> _Extract to read_
○ ○ ○ ○

There is a pre-increment counterpart of x++ - namely, ++x. In this form the assignment takes place before the expression is evaluated, so the condition becomes
if ((x = x + 1) > 2) {
// Note that the condition above uses an assignment. An assignment is also an expression, with the result equal to
// the value assigned to the variable. Like all expressions, it can participate in a condition.
}
To break your notion that the condition of an if can't "do things", imagine that you have a function that returns a boolean, like:
boolean areThereCookies(int numCookies)
{
return numCookies > 0;
}
then you could use it in your if statement:
if (areThereCookies(cookies))
{
eatCookies(cookies);
}
However the method areThereCookies(int) that we are calling to evaluate the if condition could be making anything in the world. It could change variable values, read input, write output, steal cookies...
So the language is perfectly capable of "doing things" in the if evaluation. The other answers explain what your code was specifically doing.
Cheers.
You are allowed to have expressions inside a if statement as long as the expression resolves to a boolean. For example,
int i = 0
if (i = i + 1)

○ ○ ○ ○

> _Entries from an annotation dataset_
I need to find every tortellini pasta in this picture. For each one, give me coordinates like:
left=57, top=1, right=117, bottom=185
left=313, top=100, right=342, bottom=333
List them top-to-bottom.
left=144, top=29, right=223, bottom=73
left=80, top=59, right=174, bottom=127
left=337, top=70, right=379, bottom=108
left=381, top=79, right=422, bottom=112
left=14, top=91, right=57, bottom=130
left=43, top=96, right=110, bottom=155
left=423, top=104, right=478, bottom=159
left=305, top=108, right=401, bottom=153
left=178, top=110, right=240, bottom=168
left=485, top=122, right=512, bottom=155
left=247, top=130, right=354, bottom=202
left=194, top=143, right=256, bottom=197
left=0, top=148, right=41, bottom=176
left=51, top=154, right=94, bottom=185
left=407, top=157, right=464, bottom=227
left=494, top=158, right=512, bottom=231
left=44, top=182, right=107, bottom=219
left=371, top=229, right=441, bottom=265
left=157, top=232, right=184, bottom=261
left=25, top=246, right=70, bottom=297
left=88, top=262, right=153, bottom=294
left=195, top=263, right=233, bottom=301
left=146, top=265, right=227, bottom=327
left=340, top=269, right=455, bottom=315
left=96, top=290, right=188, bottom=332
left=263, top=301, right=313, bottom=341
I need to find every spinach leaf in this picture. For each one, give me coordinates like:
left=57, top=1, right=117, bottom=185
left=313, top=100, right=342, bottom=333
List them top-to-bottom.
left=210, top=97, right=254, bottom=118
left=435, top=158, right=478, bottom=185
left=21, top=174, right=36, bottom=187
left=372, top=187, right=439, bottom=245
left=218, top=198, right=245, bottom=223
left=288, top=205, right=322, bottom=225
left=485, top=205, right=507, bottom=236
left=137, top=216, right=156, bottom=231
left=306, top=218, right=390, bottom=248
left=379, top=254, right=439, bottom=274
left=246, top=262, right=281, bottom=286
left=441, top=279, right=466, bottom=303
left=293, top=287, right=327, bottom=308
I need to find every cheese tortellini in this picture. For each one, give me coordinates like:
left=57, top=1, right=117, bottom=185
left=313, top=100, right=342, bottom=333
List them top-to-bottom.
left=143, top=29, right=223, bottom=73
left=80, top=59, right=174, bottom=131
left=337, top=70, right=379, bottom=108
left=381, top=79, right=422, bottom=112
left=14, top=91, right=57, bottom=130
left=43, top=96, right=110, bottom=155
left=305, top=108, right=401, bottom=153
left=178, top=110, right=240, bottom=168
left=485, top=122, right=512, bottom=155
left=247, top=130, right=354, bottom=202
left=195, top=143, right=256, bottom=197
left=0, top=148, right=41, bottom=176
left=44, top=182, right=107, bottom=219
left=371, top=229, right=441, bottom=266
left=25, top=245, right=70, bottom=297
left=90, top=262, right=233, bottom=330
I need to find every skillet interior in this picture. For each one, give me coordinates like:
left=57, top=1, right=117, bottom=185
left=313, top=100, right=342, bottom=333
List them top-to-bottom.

○ ○ ○ ○

> _Set task_
Reproduce verbatim the passage of the thread on if conditions between "There is a pre-increment" and "boolean areThereCookies(int numCookies)", inclusive.

> _Full answer_
There is a pre-increment counterpart of x++ - namely, ++x. In this form the assignment takes place before the expression is evaluated, so the condition becomes
if ((x = x + 1) > 2) {
// Note that the condition above uses an assignment. An assignment is also an expression, with the result equal to
// the value assigned to the variable. Like all expressions, it can participate in a condition.
}
To break your notion that the condition of an if can't "do things", imagine that you have a function that returns a boolean, like:
boolean areThereCookies(int numCookies)